PROBLEM REQUIREMENTS:
Your task is to copy the material exactly.

RAW RECORDS:
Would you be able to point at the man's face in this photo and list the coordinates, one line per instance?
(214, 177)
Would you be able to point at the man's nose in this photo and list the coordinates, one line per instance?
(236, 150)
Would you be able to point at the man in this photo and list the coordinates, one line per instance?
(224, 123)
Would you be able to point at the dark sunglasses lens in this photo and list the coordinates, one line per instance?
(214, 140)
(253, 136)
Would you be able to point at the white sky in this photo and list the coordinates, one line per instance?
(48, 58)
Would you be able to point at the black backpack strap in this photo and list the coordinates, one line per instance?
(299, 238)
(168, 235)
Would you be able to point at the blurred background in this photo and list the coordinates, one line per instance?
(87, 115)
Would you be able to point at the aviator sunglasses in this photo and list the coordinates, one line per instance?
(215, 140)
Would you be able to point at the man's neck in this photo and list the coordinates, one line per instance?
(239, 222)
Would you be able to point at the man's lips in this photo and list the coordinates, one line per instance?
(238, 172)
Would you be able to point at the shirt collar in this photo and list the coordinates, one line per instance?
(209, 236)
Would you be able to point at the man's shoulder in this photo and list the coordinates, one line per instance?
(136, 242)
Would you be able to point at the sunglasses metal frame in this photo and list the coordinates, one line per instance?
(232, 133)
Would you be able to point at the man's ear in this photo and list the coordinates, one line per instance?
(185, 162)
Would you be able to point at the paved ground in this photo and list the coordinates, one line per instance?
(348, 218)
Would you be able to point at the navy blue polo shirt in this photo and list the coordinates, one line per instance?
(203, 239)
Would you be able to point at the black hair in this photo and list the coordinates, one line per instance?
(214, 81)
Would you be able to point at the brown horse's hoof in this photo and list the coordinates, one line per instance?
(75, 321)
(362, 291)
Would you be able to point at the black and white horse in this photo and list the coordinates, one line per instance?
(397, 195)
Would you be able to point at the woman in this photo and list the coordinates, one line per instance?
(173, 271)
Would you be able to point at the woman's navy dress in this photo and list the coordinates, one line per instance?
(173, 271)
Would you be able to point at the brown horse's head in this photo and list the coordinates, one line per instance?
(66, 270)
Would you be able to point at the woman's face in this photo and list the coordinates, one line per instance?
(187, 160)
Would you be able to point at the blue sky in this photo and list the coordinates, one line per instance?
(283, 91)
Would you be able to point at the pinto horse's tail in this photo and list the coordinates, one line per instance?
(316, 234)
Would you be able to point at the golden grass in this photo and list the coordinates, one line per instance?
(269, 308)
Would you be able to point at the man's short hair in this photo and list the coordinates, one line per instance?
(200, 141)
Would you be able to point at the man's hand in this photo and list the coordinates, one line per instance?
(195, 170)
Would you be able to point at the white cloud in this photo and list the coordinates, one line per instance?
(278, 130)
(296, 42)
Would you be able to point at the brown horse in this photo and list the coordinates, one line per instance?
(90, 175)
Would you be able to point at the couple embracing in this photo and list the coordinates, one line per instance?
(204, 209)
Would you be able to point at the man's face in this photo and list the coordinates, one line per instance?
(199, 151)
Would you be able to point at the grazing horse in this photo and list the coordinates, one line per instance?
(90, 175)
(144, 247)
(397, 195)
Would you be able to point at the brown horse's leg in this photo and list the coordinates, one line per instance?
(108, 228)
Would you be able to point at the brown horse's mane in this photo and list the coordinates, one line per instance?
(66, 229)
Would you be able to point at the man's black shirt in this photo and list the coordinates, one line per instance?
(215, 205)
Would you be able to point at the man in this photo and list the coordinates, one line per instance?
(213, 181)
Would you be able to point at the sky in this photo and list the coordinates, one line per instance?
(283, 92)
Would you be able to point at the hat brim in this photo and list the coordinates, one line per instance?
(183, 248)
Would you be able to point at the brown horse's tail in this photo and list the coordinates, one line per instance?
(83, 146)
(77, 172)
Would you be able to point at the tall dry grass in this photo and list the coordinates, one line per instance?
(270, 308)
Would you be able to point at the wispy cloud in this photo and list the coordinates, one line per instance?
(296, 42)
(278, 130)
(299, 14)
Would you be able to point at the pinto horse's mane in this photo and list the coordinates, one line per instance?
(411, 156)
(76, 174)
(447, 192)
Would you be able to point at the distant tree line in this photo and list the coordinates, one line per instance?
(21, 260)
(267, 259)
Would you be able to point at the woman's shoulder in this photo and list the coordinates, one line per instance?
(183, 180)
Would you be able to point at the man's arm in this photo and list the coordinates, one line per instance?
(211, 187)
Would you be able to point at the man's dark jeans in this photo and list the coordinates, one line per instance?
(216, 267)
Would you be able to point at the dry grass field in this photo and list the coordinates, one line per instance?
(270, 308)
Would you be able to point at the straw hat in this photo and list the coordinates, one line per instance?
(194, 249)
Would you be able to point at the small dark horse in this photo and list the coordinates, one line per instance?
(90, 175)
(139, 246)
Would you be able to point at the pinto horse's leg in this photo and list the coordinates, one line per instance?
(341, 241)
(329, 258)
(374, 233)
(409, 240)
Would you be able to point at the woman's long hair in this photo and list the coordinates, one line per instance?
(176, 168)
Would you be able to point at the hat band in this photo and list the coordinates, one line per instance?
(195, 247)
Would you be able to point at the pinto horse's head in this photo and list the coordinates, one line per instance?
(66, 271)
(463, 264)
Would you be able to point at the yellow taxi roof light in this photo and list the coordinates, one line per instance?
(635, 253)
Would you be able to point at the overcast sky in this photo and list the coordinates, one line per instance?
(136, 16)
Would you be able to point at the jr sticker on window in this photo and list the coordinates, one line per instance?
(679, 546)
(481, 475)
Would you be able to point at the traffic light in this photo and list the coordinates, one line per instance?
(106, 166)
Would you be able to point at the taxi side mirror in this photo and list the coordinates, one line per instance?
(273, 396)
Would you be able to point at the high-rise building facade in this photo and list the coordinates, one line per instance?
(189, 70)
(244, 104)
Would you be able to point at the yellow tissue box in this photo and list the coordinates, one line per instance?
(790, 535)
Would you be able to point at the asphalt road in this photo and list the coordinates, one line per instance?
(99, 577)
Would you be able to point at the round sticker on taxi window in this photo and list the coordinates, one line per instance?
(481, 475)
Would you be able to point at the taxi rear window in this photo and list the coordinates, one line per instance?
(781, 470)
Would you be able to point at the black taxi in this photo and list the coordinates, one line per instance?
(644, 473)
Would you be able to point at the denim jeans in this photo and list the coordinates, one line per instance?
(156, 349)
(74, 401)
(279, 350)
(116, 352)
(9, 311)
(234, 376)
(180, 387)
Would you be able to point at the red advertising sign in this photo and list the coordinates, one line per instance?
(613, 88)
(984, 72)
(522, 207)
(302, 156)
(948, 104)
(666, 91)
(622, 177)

WRITTEN ANSWER:
Would you be able to point at the man's face in this photo and list the coordinates, one line per instance?
(214, 177)
Would you be able to point at the man's nose in this photo and list the coordinates, one line per instance?
(236, 150)
Would you be able to point at the man in this photo and list the coordinates, one line per instance?
(224, 123)
Would you be able to point at the dark sunglasses lens in this photo and list the coordinates, one line per instance?
(214, 140)
(253, 136)
Would you be able to point at the white sky in this photo and list the coordinates, one line per instance?
(48, 58)
Would you be able to point at the black backpack strap in this photo and list the coordinates, one line per instance?
(299, 238)
(168, 235)
Would you be able to point at the blurred background in this photo and list the coordinates, one line per instance?
(87, 115)
Would you be able to point at the aviator sunglasses in this photo and list the coordinates, one line per instance?
(215, 140)
Would you be able to point at the man's neck in this photo and list the coordinates, one line per instance?
(239, 222)
Would you be able to point at the man's lips in this photo and list the coordinates, one line per instance?
(238, 172)
Would you be able to point at the shirt collar in this photo and list the coordinates, one line per instance?
(209, 236)
Would you be able to point at the man's shoulder in this photo and list the coordinates, one line per instance?
(136, 242)
Would you be able to point at the sunglasses metal frame in this photo and list the coordinates, one line per instance?
(232, 133)
Would you be able to point at the man's ear in this photo and list the coordinates, one line per instance?
(185, 162)
Would you be able to point at the paved ground in this photo and list the coordinates, one line per instance?
(348, 218)
Would you be able to point at the navy blue polo shirt in this photo and list the coordinates, one line per instance?
(203, 239)
Would you be able to point at the black hair in this photo and list the coordinates, one line per instance?
(214, 81)
Would you be able to point at the brown horse's hoof in this photo and list the coordinates, one line per instance?
(75, 321)
(362, 291)
Would you be able to point at the black and white horse in this photo and list the coordinates, one line per instance?
(397, 195)
Would you be able to point at the woman in this photo and list the coordinates, one line per instance?
(173, 271)
Would you be able to point at the woman's navy dress in this photo and list the coordinates, one line per instance?
(173, 271)
Would you be able to point at the brown horse's head in this photo and list the coordinates, one line per instance?
(66, 270)
Would you be able to point at the woman's face in this photo and list the coordinates, one line per instance?
(187, 160)
Would you be able to point at the blue sky in this photo and list the coordinates, one line per instance?
(283, 91)
Would you be able to point at the pinto horse's tail in this photo and list the coordinates, one line per instance?
(316, 234)
Would you be able to point at the golden grass in this photo and list the coordinates, one line per instance?
(269, 308)
Would you be able to point at the man's short hair in this photo and list the coordinates, one line per instance?
(200, 141)
Would you be able to point at the man's hand in this photo and list the coordinates, one line per instance?
(195, 170)
Would you be able to point at the white cloud in this photo and list the coordinates, one line per instance?
(278, 130)
(296, 42)
Would you be able to point at the brown horse in this photo and list the coordinates, one line per instance?
(90, 175)
Would you be able to point at the couple embracing in this photo and list the coordinates, one line per instance?
(204, 209)
Would you be able to point at the man's face in this photo and list the coordinates, one line per instance?
(199, 151)
Would you be able to point at the grazing horse in this photo and list the coordinates, one line per instance?
(90, 175)
(144, 247)
(397, 195)
Would you be able to point at the brown horse's leg in this photo and list the coordinates, one line per instance?
(108, 228)
Would you be able to point at the brown horse's mane in this photo and list the coordinates, one line per instance?
(66, 229)
Would you be able to point at the man's black shirt in this photo and list the coordinates, one line per instance?
(215, 205)
Would you be able to point at the man in this photo and list the coordinates, one line per instance?
(213, 181)
Would you be able to point at the sky in this photo and list the coordinates, one line per instance?
(283, 92)
Would you be able to point at the hat brim in this photo and list the coordinates, one line per instance?
(183, 248)
Would you be able to point at the brown horse's tail in this photo and list the coordinates, one line per instance?
(83, 146)
(77, 172)
Would you be able to point at the tall dry grass in this photo and list the coordinates, one line per instance?
(270, 308)
Would you be able to point at the wispy cloud in this photo and list the coordinates, one line per instance?
(296, 42)
(278, 130)
(299, 14)
Would you be able to point at the pinto horse's mane in this photo and list the coordinates, one line per instance?
(411, 156)
(76, 174)
(447, 192)
Would you be able to point at the distant tree line in this photo and list the coordinates, one line per instance?
(21, 260)
(267, 259)
Would you be able to point at the woman's shoulder in this photo and list the coordinates, one line per instance?
(183, 180)
Would you be able to point at the man's arm in this photo and list the coordinates, one line per instance?
(211, 187)
Would you be able to point at the man's dark jeans in this photo and list the coordinates, one line per instance?
(216, 267)
Would you be able to point at the dry grass field in this photo and list the coordinates, one line per instance?
(270, 308)
Would you be able to point at the straw hat in this photo and list the coordinates, one line per instance?
(194, 249)
Would you be able to point at the small dark horse in this photo and list the coordinates, one line per instance?
(90, 175)
(139, 246)
Would you be able to point at the pinto horse's leg in this photo and list the coordinates, one line per instance?
(341, 241)
(329, 258)
(374, 233)
(409, 240)
Would you be able to point at the woman's long hair in this photo and list the coordinates, one line per instance?
(176, 168)
Would you be able to point at the hat band in this photo and list the coordinates, one line per instance?
(195, 247)
Would you be able to point at the pinto horse's head in this photo and list the coordinates, one line per instance?
(66, 271)
(463, 264)
Would you be able to point at the yellow taxi roof light in this photo and list the coordinates, one line per instance?
(635, 253)
Would you be able to point at the overcast sky in this photo and list the coordinates, one line per instance?
(136, 16)
Would you be able to point at the jr sticker on window in this photo and list the coordinates, one line per instance?
(679, 546)
(481, 475)
Would you be able to point at the traffic light in this photo and list the coordinates, one line per instance?
(106, 166)
Would you be able to point at the taxi side mirror in this photo and list the coordinates, one line per instance?
(273, 396)
Would you be able to point at the high-rise building facade in this photo and list the coordinates, one line per instance?
(189, 70)
(244, 104)
Would you be able to point at the yellow tissue box in this photo and list the coordinates, one line per instance?
(790, 535)
Would you be able to point at the asphalt road in this photo and list the coordinates, one line per instance?
(99, 577)
Would you be able to point at the round sticker on taxi window in this photo and list the coordinates, one line per instance?
(481, 475)
Would you be able to point at the taxi rear window in this photo and list the coordinates, one line per instance?
(781, 470)
Would you be able to point at the black taxi in this photo and list the coordinates, one line per instance?
(644, 473)
Would you be able to point at the denim jeans in this photo and list the coordinates, one line per instance?
(156, 349)
(74, 401)
(279, 350)
(116, 352)
(9, 311)
(234, 376)
(180, 387)
Would you be able to point at the red advertising sign in this photo and list the coordinates, one line per instance?
(613, 88)
(984, 72)
(522, 207)
(302, 156)
(948, 104)
(666, 91)
(622, 177)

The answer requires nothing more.